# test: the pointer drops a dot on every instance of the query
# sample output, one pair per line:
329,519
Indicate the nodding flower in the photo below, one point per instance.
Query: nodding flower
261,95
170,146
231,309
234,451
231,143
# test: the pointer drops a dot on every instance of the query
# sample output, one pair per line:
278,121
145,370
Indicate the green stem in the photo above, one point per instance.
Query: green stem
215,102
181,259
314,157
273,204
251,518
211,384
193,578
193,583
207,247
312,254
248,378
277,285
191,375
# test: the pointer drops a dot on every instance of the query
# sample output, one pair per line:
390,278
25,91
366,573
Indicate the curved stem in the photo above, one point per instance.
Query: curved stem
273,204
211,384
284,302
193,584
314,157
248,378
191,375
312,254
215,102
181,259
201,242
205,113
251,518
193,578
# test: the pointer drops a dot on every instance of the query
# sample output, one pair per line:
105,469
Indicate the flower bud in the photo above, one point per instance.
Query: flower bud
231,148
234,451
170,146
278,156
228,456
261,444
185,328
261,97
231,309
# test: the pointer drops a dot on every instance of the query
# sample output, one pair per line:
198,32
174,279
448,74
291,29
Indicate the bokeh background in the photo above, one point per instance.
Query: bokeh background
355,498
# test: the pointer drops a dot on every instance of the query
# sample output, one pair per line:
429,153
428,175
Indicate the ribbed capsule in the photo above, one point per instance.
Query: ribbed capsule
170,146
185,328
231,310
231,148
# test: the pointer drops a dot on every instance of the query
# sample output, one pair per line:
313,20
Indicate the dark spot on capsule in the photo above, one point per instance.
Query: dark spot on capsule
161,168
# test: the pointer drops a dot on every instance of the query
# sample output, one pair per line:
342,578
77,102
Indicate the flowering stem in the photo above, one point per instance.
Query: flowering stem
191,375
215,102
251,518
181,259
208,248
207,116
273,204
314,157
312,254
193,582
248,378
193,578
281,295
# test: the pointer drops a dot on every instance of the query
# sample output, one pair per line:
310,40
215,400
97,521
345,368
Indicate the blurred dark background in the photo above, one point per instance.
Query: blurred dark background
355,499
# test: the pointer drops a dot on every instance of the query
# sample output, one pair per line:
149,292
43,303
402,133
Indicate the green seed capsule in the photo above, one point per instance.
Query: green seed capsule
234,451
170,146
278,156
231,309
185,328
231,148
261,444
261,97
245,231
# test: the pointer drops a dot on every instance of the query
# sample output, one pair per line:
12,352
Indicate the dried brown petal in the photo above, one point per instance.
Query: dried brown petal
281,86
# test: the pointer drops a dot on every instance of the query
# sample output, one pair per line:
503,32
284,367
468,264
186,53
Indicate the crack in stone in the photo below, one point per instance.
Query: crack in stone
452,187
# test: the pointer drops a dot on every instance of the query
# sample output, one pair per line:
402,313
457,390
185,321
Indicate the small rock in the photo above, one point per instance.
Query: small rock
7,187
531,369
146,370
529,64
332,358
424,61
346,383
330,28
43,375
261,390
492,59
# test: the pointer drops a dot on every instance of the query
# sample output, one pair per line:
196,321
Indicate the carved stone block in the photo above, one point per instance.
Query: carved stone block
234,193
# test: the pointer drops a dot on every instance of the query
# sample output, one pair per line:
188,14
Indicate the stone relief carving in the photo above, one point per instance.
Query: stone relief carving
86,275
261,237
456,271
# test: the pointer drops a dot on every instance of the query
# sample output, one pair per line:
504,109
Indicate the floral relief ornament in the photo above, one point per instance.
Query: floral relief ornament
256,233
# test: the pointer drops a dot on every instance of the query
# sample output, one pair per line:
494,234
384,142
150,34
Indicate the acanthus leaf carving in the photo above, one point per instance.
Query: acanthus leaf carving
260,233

WHAT YOU ARE ASKED TO DO »
Identify every line in the rows above that contains the string "floral", and copy each one. Case counts.

WORKED ANSWER »
Indicate the floral relief ornament in the photo above, one point per instance.
Query: floral relief ornament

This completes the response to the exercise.